Extracted text below:

GENECIS is the same clinic mentioned in the tragic story of a six year-old Texas boy named James – whose mother recently made him the focus of national media attention.  She has charged the father with child abuse for not affirming the boy is a girl.  In the divorce proceedings, she is also seeking to require the father to pay for the boy’s transgender treatments which may include hormonal sterilization starting at age 8.

Because Texas does not yet have laws in place prohibiting these unproven and experimental services from being provided to children, Texas taxpayers are subsidizing child abuse.  Texas needs to quickly take action to pass a law prohibiting the provision of gender and sex change services to minors and defunding doctors, clinics and organizations that provide such services.

Millions Of Texas School Kids As Young As Kindergarten Exposed To Transgender Sex Ed Content Without Parental Notice Or Consent in Public School Libraries

A recent report revealed that Fort Worth ISD libraries contain shocking amounts of transgender sex ed content that is available to kids as young as kindergarten without parental notice or consent.  But this is a Texas-sized problem from Amarillo to Brownsville and from El Paso to Texarkana.

Here’s a sampling of results from some of the state’s largest school districts when searching for the keyword “transgender” in the District’s library catalog (a “record” is typically an individual title):

(El Paso ISD, Fort Bend ISD, Katy ISD, Garland ISD, Lewisville ISD, Frisco ISD, Northwest ISD, Tyler ISD, and Mansfield ISD had transgender content but the library catalog could only be searched by campus.)

The listed school districts educate over one million Texas kids!

End of Extracted text.
Collected data below:

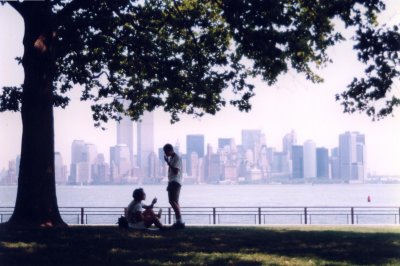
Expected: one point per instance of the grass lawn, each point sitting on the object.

End of Collected data.

Goal of the exercise ->
Carry on the article about transgender content in Texas clinics and school libraries, starting right after its last sentence about the listed districts educating over one million kids.

Result of the task ->
As an example of content, several districts have copies of the kindergarten level picture book I Am Jazz, described as, “From the time she was two years old, Jazz knew that she had a girl’s brain in a boy’s body.”  Many districts  have copies of the fourth-grade level Lily and Dunkin. This innocuous sounding title talks about hormone blockers, sex change surgery, and taking estrogen.

But did you also know thousands of Texas school children from third to sixth grades have been exposed to transgender content without parental notice through the Texas Bluebonnet reading competition?

Each year the Texas Library Association (TLA) nominates 20 books for third through sixth graders called the Texas Bluebonnet master list. Thousands of public school libraries participate in the program which encourages kids to read at least five books on the master list and vote for their favorite to win the Texas Bluebonnet Award.

Participating libraries typically make all of the 20 books available and  feature them in a prominent place to encourage kids to read them.  Extra programming activities occur throughout the year to highlight the books including book discussions and author presentations.

For the 2017-2018 school year one of the 20 books was The Best Man by Richard Peck.  The story “is bookended by weddings. In the first, Archer is 6, a ring bearer and clueless about love. By the second, he’s 12, a best man and a lot more enlightened: the uncle he idolizes is marrying a teacher he idolizes. The newlyweds are men.”

The book promotes transgenderism with a scene from a sixth-grade class where the students instruct a substitute teacher that she cannot call them “boys and girls.” One can get a sense of the book’s age-inappropriate topics in the suggested discussion questions like the following:

“Mrs. Stanley calls the class ‘boys and girls’ instead of ‘people’. Why is this a mistake? What do you want a teacher to call your class by? Why?”

Transgender and gender identity sex education content is medically and scientifically inaccurate and educationally unsuitable for school-aged children.  And such content certainly should not be provided to students without parental notice and consent.  The inaccuracy of this content is a legitimate pedagogical reason for the removal of the material.

Thousands of taxpayer dollars have filled Texas public school libraries with sex-ed content that promotes hormone blockers and sex change surgery.  Texas public schools need to be more focused on preparing students for the workforce – not a sex change.